## 課題の指示
後に示す抜粋本文で、被申請組合が占拠した製塩工場に含まれるとして名前が挙がっている部屋をすべて挙げよ。括弧内の別名も添えること。

## 抜粋本文

被申請組合は争議に入るや組合員をして別紙第二目録記載の建物のうち、事務所前に赤旗を立て、蒸発缶室(真空缶室)タンク室、受配電室(電気室)、包装室、汽缶室(ボイラー室)を含む製塩工場全部を占拠し、ボイラーの蒸気を止めまた製塩工場内の電源を全部切るなどさせて製塩工場関係のあらゆる作業を停止しこのため就業中の非組合員が従業することができなくなつたので、申請組合の指示により、真空缶、ミキサー、遠心分離機等に残つている塩を搬出するため、製塩工場内に這入らうとするや更らにボイラー室入口を除く全入口を内部より厳重に閉鎖しそのボイラー室に被申請組合員全部が集まり気勢を挙げてこれが入場を阻止した。そこで申請組合は日本専売公社よりすでに許可を受けていた塩及びかん水製造廃止期限の九月三十日を同月二十三日に変更した旨届出ると共に右二十三日塩専売法による塩及びかん水の製造を廃止して解散し、解散予定日である同月三十日、非組合員である従業員に対しては一人宛に直接解雇を申し渡し辞令を交付して同日までの給料を支給したが被申請組合員において個々の交渉を拒むので、同組合員全員に対しては一括解雇を申し渡してこれが辞令を手交しようとしたところ、該辞令を無用であるとして一括返上したが解雇による失業保険を受けられるようこれが手続を申請組合に依頼すると共に離職票用紙を受領しその受払簿に全員住所氏名を記入のうえ捺印しまたスト突入の九月二十二日までの賃金も受領した。然るに同月二十五日日本専売公社高松地方局員真鍋守雄外五名が右措置法に基いて廃止日における塩及びかん水製造の用に供されていた固定資産の数量及び塩かん水の現在量を確認するため、製塩工場内に這入らうとしたところ、被申請組合員全員が製塩工場の全入口を閉鎖して右公社職員の入場を拒否して右確認を不可能ならしめ、また同月二十九日申請組合が日本専売公社の許可を得て、かん水を搬出しようとしたところ、被申請組合員約十名がかん水積出口を占拠して右積出業務を妨害し、さらに同年十月九日、日本専売公社高松地方局三浦課長以下八名が措置法に基く塩業整理交付金査定のための現地調査を申請組合事務所において始めたところ、被申請組合員約二十名が右事務所内に這入つて右公社職員にその調査の中止を要求し、或は事務所周辺に集つて自転車のベルを鳴らしたりドラム缶や鉄管屑等をはげしく叩く等絶え難い程の噪音をたて、調査を妨害したりした。このため申請組合は現在に至るまで製塩工場内にあるかん水の搬出並びに清算事務及び措置法に基く専売公社職員による固定資産等の確認、現地調査等を了することができない状態にあるものである。

## 記録一覧
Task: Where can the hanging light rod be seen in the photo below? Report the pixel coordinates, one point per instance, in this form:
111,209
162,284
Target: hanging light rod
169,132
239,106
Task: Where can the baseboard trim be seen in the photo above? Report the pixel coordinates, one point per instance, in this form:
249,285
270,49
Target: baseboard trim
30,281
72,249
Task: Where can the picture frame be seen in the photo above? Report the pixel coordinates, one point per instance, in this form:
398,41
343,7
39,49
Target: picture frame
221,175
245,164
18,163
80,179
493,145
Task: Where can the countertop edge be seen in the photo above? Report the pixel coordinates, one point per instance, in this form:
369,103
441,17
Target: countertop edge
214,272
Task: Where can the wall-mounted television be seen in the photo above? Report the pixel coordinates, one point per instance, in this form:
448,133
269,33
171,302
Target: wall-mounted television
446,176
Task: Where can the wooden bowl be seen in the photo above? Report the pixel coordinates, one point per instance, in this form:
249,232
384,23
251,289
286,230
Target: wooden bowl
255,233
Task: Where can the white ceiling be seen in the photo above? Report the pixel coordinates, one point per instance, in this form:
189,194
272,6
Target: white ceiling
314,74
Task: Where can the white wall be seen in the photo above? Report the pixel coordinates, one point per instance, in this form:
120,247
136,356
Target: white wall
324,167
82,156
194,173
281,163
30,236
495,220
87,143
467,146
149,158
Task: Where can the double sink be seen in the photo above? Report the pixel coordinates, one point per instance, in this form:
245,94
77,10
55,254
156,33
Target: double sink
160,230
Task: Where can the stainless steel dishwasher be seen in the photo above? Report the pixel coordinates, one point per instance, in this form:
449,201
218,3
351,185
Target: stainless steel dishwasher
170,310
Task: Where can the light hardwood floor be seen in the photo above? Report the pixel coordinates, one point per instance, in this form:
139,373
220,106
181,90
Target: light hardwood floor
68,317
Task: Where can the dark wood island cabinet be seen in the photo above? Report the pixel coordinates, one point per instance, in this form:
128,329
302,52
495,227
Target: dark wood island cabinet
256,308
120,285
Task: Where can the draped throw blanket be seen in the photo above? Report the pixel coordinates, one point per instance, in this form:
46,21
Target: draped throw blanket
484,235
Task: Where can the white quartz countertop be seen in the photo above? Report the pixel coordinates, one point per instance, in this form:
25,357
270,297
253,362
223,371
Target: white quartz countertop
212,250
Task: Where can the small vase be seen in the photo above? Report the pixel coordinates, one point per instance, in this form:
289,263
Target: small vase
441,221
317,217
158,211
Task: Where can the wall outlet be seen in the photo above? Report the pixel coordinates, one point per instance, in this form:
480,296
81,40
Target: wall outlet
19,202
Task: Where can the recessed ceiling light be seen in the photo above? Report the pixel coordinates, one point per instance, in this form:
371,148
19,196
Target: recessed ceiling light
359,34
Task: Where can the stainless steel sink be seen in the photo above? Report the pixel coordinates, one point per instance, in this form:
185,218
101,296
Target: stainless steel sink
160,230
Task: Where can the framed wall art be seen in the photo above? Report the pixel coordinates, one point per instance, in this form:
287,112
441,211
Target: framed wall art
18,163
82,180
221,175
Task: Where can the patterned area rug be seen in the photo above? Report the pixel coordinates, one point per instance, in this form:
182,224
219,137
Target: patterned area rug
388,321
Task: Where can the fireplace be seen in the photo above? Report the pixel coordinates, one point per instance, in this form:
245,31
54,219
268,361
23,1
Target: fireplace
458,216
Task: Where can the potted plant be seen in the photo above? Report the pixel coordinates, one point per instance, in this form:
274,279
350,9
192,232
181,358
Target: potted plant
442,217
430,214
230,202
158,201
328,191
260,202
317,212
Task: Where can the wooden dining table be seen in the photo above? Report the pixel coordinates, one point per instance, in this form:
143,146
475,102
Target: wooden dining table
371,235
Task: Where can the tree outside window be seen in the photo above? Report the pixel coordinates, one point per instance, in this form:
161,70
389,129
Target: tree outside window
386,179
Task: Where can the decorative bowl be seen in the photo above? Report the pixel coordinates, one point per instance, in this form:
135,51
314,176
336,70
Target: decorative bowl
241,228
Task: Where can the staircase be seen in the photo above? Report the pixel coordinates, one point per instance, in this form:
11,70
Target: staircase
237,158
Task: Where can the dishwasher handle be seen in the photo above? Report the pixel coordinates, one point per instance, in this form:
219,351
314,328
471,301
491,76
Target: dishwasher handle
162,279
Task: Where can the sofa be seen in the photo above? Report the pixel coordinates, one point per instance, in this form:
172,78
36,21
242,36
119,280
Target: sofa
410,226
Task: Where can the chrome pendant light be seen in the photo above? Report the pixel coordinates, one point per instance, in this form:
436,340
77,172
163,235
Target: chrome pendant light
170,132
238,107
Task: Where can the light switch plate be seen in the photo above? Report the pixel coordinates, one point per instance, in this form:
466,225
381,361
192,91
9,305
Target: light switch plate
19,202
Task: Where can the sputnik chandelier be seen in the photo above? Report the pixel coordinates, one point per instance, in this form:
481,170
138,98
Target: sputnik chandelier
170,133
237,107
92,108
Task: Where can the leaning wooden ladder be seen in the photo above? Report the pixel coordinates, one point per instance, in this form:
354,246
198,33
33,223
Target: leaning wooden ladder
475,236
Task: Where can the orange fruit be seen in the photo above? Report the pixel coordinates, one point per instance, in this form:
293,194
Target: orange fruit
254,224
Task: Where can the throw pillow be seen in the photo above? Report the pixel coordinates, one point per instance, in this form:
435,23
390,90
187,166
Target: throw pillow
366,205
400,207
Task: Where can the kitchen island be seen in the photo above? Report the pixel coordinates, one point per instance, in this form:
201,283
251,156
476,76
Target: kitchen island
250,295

## 記述回答
蒸発缶室(真空缶室)、タンク室、受配電室(電気室)、包装室、汽缶室(ボイラー室)